Task to complete: Reproduce every one of the following items verbatim, keeping each line and their order unchanged.

Task input:

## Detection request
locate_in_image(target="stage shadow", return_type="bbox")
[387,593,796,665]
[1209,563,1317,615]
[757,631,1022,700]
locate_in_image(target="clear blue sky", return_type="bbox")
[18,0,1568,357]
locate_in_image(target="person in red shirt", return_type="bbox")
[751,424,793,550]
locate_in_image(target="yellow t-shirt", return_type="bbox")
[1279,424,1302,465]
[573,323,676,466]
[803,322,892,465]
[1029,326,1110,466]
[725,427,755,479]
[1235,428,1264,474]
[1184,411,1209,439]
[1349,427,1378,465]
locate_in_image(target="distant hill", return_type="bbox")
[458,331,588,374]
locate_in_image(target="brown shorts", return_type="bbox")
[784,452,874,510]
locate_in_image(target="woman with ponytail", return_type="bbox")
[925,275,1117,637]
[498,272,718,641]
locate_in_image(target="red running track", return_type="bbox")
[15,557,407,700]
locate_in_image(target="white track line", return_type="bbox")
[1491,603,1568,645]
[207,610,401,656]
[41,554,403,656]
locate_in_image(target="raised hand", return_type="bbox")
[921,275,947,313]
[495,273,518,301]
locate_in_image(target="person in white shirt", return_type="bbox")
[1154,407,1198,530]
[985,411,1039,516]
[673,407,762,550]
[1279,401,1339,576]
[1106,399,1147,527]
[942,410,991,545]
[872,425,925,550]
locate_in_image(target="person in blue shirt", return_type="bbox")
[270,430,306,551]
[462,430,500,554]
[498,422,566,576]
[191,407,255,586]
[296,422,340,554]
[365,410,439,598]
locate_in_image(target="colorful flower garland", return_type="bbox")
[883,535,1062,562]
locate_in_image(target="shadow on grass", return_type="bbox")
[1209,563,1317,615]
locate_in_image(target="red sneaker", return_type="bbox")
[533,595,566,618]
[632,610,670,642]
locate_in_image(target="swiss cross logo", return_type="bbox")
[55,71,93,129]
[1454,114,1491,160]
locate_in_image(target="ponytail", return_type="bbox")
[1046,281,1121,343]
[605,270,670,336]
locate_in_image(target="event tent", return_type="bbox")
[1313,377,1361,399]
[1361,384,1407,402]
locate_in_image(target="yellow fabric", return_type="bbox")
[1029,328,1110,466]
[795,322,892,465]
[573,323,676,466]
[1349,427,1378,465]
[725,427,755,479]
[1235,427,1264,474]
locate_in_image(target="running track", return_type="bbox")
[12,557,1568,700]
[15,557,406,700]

Exercise solution:
## Detection request
locate_in_image(target="stage shadow", return_type="bbox")
[387,593,796,665]
[1209,563,1317,615]
[757,631,1022,700]
locate_in_image(target="clear blue sky", return_type="bbox")
[18,0,1568,357]
locate_in_image(target="person in red shirt", return_type="bbox")
[751,424,793,550]
locate_in_image(target="yellow t-shirt", return_type="bbox")
[1279,424,1302,465]
[573,323,676,466]
[803,322,892,465]
[1029,326,1110,466]
[725,427,755,479]
[1235,428,1264,474]
[1184,411,1209,439]
[1349,427,1378,465]
locate_in_image(target="distant hill", return_type="bbox")
[458,331,588,374]
locate_in_image(target="brown shorts", return_type="bbox")
[784,452,874,510]
locate_in_image(target="woman with ponytail", return_type="bbox")
[925,275,1117,637]
[498,272,718,641]
locate_in_image(target="red running track", return_type="bbox")
[15,557,407,700]
locate_in_image(target="white track line", return_type="bbox")
[1491,603,1568,645]
[207,610,401,656]
[41,554,403,656]
locate_in_image(target="raised hand", return_type="bbox")
[921,275,947,313]
[495,273,518,301]
locate_in_image(target="person in white shirt", return_type="bbox")
[1154,407,1198,530]
[985,411,1039,516]
[673,407,762,550]
[1279,401,1339,576]
[1106,399,1147,527]
[942,410,991,545]
[872,425,925,550]
locate_in_image(target="person in blue shirt", return_type="bbox")
[270,430,306,551]
[462,430,500,554]
[498,422,566,576]
[191,407,255,586]
[296,422,340,554]
[365,410,439,598]
locate_in_image(target="colorful flower garland", return_type="bbox")
[883,535,1062,562]
locate_in_image(target="shadow on grass", return_type="bbox")
[1209,563,1317,615]
locate_in_image(target="red sneaker", return_type="bbox")
[533,595,566,618]
[632,610,670,642]
locate_in_image(target="swiss cross logo", return_type="bbox")
[55,71,93,129]
[1454,114,1491,160]
locate_in_image(target="ponytail", return_type="bbox")
[1046,281,1121,343]
[605,270,670,336]
locate_in_image(target="event tent", return_type="bbox")
[1313,377,1361,399]
[1361,384,1407,402]
locate_in_image(target="yellow fabric", return_type="bbox")
[1029,328,1110,466]
[795,322,892,465]
[573,323,676,466]
[1349,427,1378,465]
[725,427,755,479]
[1235,427,1264,474]
locate_in_image(target="running track", return_type="bbox")
[12,557,1568,700]
[15,557,406,700]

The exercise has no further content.